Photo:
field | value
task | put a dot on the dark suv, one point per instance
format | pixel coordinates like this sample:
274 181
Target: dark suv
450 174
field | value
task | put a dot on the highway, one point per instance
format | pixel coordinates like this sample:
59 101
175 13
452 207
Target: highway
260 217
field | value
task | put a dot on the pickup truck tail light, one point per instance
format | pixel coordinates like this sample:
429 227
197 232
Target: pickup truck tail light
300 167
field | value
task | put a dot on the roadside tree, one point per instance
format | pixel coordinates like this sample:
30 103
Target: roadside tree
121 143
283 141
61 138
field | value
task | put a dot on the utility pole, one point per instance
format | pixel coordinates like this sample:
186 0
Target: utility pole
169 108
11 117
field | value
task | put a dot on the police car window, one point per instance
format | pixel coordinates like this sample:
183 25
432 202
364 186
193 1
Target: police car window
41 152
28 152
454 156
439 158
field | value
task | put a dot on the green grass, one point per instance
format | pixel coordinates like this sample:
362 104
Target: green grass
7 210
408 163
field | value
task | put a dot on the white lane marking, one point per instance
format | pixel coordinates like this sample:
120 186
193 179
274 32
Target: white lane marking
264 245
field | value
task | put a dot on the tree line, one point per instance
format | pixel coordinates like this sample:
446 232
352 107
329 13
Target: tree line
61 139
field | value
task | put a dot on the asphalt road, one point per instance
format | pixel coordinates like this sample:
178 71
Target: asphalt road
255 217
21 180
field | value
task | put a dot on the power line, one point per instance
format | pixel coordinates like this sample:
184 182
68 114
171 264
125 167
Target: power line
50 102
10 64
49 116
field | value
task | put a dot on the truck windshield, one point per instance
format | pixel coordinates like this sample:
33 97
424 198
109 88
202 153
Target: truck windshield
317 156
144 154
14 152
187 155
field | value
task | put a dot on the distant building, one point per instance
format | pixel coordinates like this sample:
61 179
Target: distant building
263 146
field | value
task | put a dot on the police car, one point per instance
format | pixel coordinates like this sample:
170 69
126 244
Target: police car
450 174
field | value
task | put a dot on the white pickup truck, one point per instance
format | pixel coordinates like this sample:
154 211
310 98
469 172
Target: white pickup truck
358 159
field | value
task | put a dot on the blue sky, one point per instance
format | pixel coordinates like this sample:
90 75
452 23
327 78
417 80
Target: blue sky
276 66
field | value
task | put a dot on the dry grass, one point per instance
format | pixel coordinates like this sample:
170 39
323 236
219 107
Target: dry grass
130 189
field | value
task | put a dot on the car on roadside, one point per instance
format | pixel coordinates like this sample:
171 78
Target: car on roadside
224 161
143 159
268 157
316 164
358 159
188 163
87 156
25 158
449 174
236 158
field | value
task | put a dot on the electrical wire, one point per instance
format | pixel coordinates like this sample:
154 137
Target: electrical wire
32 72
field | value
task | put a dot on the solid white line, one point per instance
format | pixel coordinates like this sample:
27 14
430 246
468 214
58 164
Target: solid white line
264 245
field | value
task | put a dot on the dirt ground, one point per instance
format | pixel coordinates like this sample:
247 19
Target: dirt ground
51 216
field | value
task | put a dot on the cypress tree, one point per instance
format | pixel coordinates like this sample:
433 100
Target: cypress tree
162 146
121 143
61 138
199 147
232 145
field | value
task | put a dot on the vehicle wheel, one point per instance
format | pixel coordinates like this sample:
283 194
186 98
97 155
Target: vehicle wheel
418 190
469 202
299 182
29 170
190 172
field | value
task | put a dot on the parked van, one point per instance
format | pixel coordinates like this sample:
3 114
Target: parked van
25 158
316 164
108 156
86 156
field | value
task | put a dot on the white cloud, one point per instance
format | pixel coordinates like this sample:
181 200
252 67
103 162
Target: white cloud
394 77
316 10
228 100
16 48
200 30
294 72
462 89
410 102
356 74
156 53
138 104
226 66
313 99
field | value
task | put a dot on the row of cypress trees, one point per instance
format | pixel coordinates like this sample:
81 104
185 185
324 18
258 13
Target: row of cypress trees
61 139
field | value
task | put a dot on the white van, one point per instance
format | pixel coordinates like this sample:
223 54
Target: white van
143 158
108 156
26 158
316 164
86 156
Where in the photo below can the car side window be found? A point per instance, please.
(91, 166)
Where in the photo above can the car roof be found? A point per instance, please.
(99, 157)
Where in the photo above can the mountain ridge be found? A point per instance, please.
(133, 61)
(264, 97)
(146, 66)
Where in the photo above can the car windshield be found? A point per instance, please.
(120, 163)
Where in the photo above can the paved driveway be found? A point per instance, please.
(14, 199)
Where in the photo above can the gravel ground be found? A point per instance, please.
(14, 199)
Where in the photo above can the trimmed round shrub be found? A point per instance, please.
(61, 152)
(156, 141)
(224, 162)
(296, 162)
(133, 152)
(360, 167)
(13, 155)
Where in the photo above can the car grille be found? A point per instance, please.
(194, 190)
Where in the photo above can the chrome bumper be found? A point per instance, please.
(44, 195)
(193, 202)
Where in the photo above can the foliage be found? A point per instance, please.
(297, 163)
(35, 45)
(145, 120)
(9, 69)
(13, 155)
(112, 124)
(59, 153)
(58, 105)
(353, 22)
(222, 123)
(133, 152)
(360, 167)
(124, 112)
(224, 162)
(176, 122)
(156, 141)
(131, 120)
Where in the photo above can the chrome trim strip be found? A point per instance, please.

### EXERCISE DESCRIPTION
Reproduce each entry above without a single difference.

### RESULT
Photo:
field | value
task | put a dot on the dark suv, one point per instance
format | pixel coordinates like this sample:
274 181
Target: dark suv
450 174
field | value
task | put a dot on the highway, one point per instance
format | pixel coordinates like this sample:
59 101
175 13
452 207
Target: highway
260 217
field | value
task | put a dot on the pickup truck tail light, one point per instance
format | pixel coordinates like this sample:
429 227
197 232
Target: pickup truck tail light
300 167
field | value
task | put a dot on the roadside tree, one point per instance
format | pixel coordinates like this sample:
30 103
Target: roadside tree
121 143
283 141
61 138
field | value
task | put a dot on the utility pole, one point per instance
format | pixel coordinates like this sample:
186 0
Target: utility pole
169 108
11 117
field | value
task | put a dot on the police car window, one point per instance
format | pixel coordinates like this sample:
183 25
432 202
364 186
193 1
Target: police car window
41 152
28 152
454 156
439 158
field | value
task | put a dot on the green grass, one point per instance
format | pixel coordinates like this sample:
362 104
Target: green grass
7 210
408 163
field | value
task | put a dot on the white lane marking, one point per instance
format | pixel coordinates like this sample:
120 186
193 179
274 32
Target: white lane marking
264 245
field | value
task | put a dot on the tree line, one point per instance
format | pixel coordinates like this sample:
446 232
352 107
329 13
Target: tree line
61 139
field | value
task | put a dot on the asphalt road, one point per instance
format | pixel coordinates like this sample:
178 71
Target: asphalt road
255 217
21 180
field | value
task | put a dot on the power line, one point per instance
format | pixel coordinates like this sample:
184 182
68 114
171 264
125 167
Target: power line
50 102
10 64
49 116
field | value
task | put a dot on the truck windshield, one point per instance
format | pixel coordinates like this sample:
33 97
424 198
109 88
202 153
Target: truck windshield
317 156
144 154
14 152
187 155
field | value
task | put a dot on the distant building, one point per instance
format | pixel coordinates like this sample:
61 179
Target: distant building
263 146
field | value
task | put a dot on the police car, one point per instance
format | pixel coordinates like this sample:
170 69
126 244
Target: police car
450 174
field | value
task | put a dot on the white pickup truck, one point per instance
format | pixel coordinates like this sample:
154 211
310 98
469 172
Target: white pickup truck
358 159
field | value
task | put a dot on the blue sky, one point per instance
format | pixel coordinates like this sample:
90 75
452 23
327 78
417 80
Target: blue sky
276 66
field | value
task | put a dot on the dry grass, one point per instance
format | pixel coordinates like this sample:
170 39
323 236
219 107
Target: dry grass
130 189
field | value
task | put a dot on the car on roadside, one point per instance
format | pixel coordinates like this sample:
171 78
Target: car on roadside
224 161
143 159
268 157
316 164
358 159
188 163
87 156
25 158
449 174
236 158
field | value
task | put a dot on the electrical wire, one point per instance
format | pixel coordinates like this sample:
154 137
Target: electrical wire
32 72
field | value
task | put a dot on the solid white line, one point per instance
format | pixel coordinates like this sample:
27 14
430 246
468 214
58 164
Target: solid white line
264 245
field | value
task | put a dot on the dirt ground, one point per instance
format | pixel coordinates like this sample:
247 19
Target: dirt ground
51 216
field | value
task | put a dot on the cypress tree, one point per instance
format | pixel coordinates like this sample:
433 100
Target: cypress tree
162 146
121 143
61 138
199 147
232 145
field | value
task | put a dot on the vehicle wheel, one point per instance
format | pixel coordinates like this sample:
283 194
186 98
97 155
Target: vehicle wheel
418 190
469 202
299 182
29 170
190 172
field | value
task | put a dot on the parked van, one point per instance
format | pixel coordinates like this sample:
3 114
Target: parked van
25 158
316 164
108 156
86 156
field | value
task | put a dot on the white cloud, one point per instance
format | pixel coordinates like this sample:
181 200
252 67
103 162
Target: white cloud
394 77
316 10
228 100
16 48
200 30
294 72
462 89
410 102
356 74
156 53
138 104
226 66
313 99
field | value
task | put a dot on the row of cypress trees, one point per instance
format | pixel coordinates like this sample:
81 104
185 185
324 18
258 13
Target: row of cypress trees
61 139
field | value
task | put a dot on the white van, one point per instance
format | pixel coordinates like this sample:
223 54
Target: white van
143 158
108 156
26 158
316 164
86 156
Where in the photo below can the car side window be found? A point per instance, please.
(91, 166)
Where in the photo above can the car roof be found? A point per instance, please.
(99, 157)
Where in the photo above can the mountain ridge be found? A point per instance, please.
(133, 61)
(264, 97)
(146, 66)
Where in the photo above can the car windshield be found? A point per instance, please.
(120, 163)
Where in the photo above can the paved driveway be found? A point per instance, please.
(14, 199)
Where in the photo above can the gravel ground be found? A point per instance, please.
(14, 199)
Where in the photo above can the trimmed round shrub be found? A point per instance, please.
(61, 152)
(156, 141)
(224, 162)
(296, 162)
(133, 152)
(360, 167)
(13, 155)
Where in the photo above can the car grille be found? A point per instance, please.
(194, 190)
Where in the photo above can the chrome bumper be found? A point per instance, please.
(44, 195)
(193, 202)
Where in the photo above can the foliage be found? A point per instance, please.
(297, 163)
(35, 45)
(145, 120)
(9, 69)
(13, 155)
(112, 124)
(59, 153)
(58, 105)
(353, 22)
(222, 123)
(133, 152)
(360, 167)
(124, 112)
(224, 162)
(176, 122)
(156, 141)
(131, 120)
Where in the photo above can the chrome trim strip be found? A point per instance, please.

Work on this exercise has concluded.